**Records provided**

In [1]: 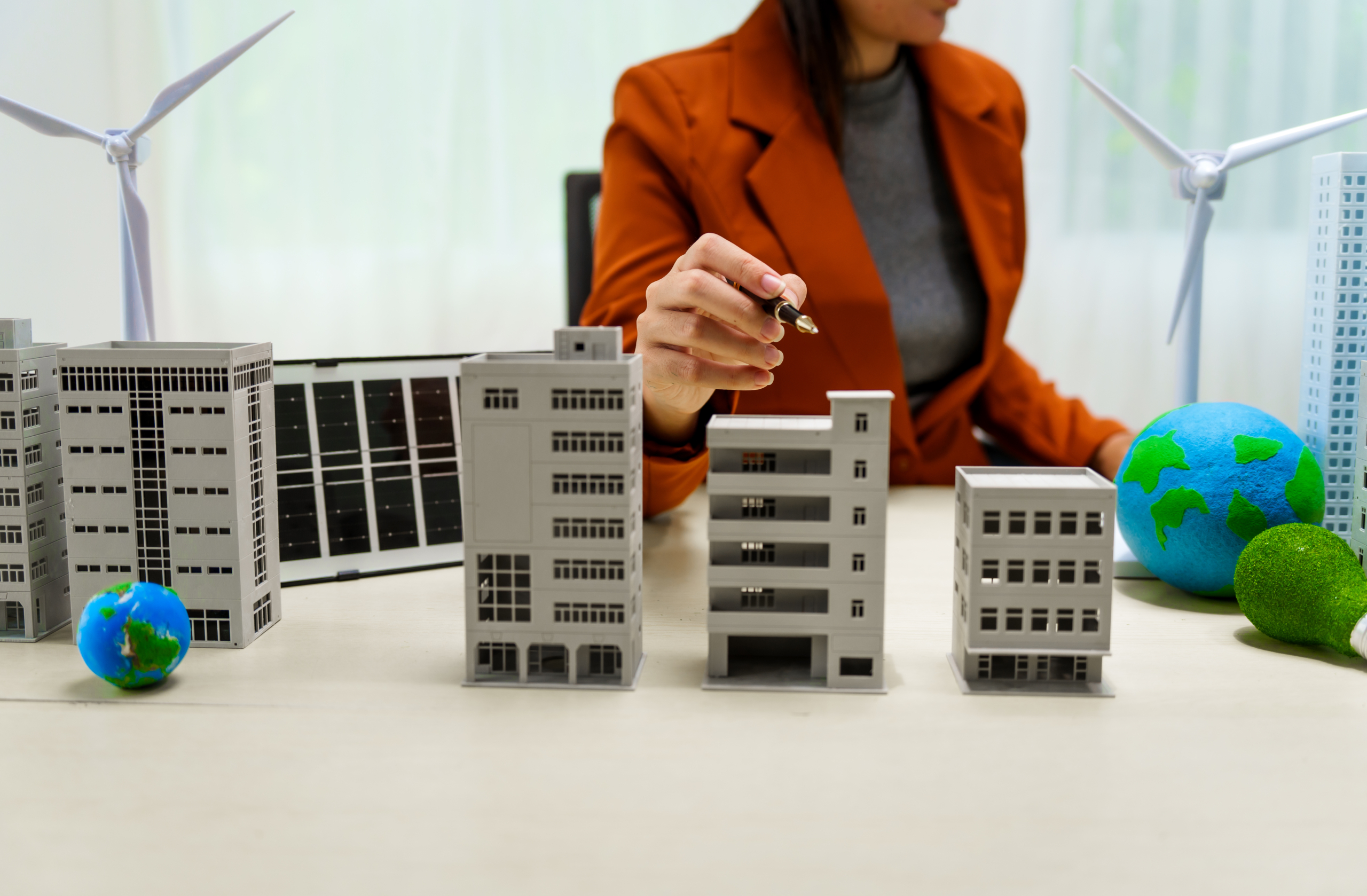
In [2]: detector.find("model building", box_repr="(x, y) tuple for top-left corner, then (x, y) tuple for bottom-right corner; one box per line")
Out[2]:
(461, 327), (642, 688)
(58, 342), (280, 647)
(950, 467), (1115, 696)
(1297, 152), (1367, 539)
(703, 391), (893, 691)
(0, 319), (71, 641)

**Aim**
Convert the material above into a two-column CSV with the header row request,response, one row per request. Put each request and its answer in a single quoted field, replace line breaks with spaces, and omit the pictures.

**Exercise response**
request,response
"In [1]: In [2]: detector.find(""model building"", box_repr=""(x, y) tuple for top-left corner, then (x, y) tuple for bottom-right corner; one box per line"") Out[2]:","(461, 327), (642, 688) (58, 342), (280, 647) (950, 467), (1115, 696) (1297, 152), (1367, 539) (703, 391), (893, 691) (0, 319), (71, 641)"